**Excerpted data**
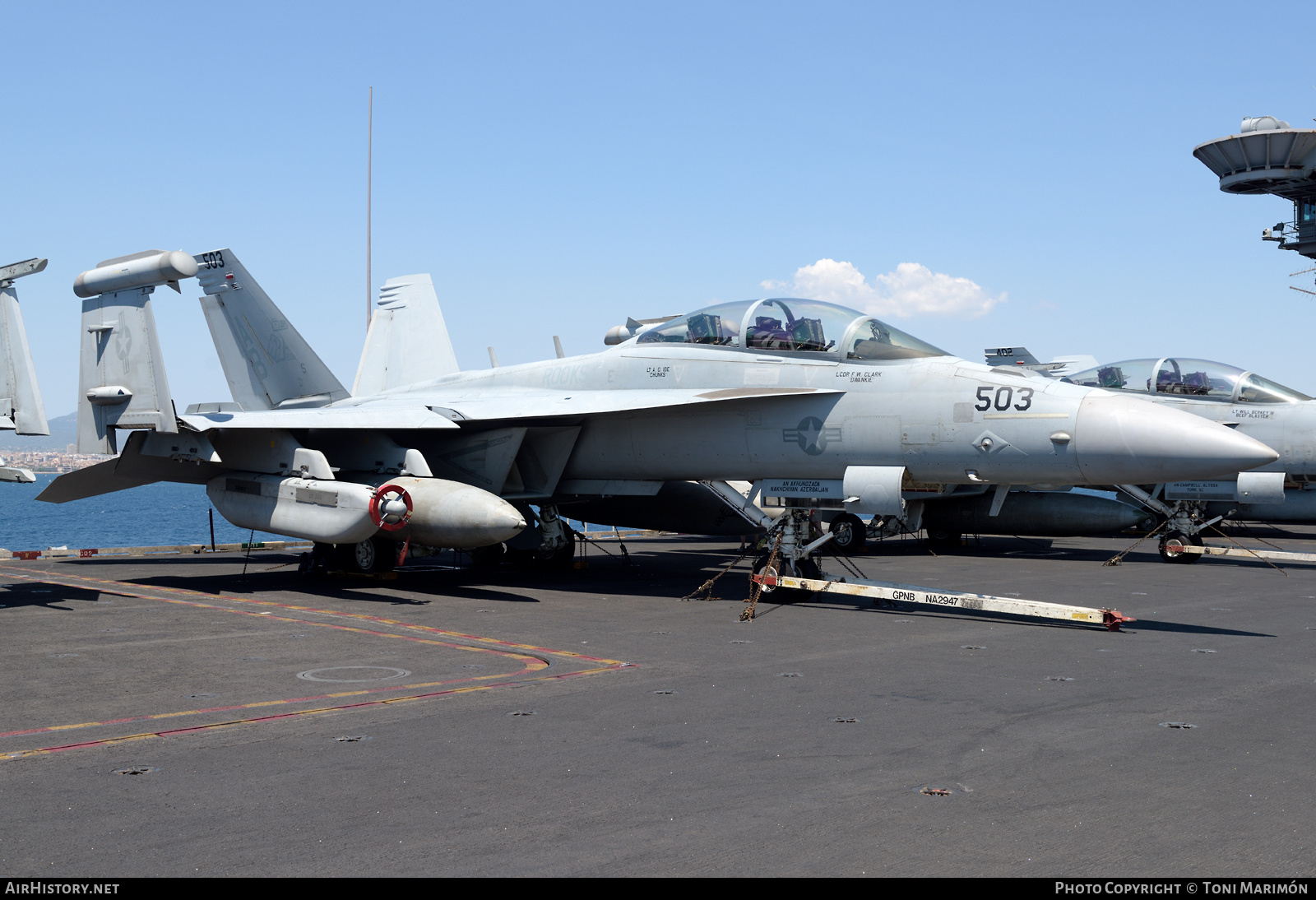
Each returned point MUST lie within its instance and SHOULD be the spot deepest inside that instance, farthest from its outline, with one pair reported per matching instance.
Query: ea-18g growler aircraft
(803, 399)
(1282, 419)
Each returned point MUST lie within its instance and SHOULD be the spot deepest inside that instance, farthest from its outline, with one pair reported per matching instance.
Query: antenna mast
(370, 149)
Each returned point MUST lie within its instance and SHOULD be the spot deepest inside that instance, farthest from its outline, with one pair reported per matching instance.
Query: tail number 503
(1003, 397)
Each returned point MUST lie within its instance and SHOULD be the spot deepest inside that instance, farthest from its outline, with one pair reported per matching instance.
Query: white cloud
(912, 290)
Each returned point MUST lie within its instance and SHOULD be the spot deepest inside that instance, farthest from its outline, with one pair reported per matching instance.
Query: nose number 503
(1002, 397)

**Work order**
Since the pictures are not part of the copy, transcribe only the remaining material, exactly.

**Answer section**
Each returned point MUST lie within its instance and SHOULD be the spot deepest inside that instance, farthest from its outline, with one pair reported per matching instance.
Query: ea-18g growler aircraft
(803, 399)
(1282, 419)
Each returned point MUST lie within its instance and SHOULD be the spot deepest inside that instance, farthest from its outline, with one pair reported per matching instance.
Query: antenna mast
(370, 149)
Each returned point MUST lie within its instance and SHOULD be the spot deepest inside that instance, farthest from its outline, with one pair reported per matching instance.
Query: tail number 503
(1003, 397)
Each returned point MUST lie within its instance and SHOULD be the spot deepest inside that instance, farthest from its outline, with one pair reported per matching instance.
Query: white cloud
(912, 290)
Each returned point MUST lie within its instance and SHOULD be the spot deepest inside that instance, farthest from its outline, with one pair reported per matching instance.
Query: nose number 503
(1002, 397)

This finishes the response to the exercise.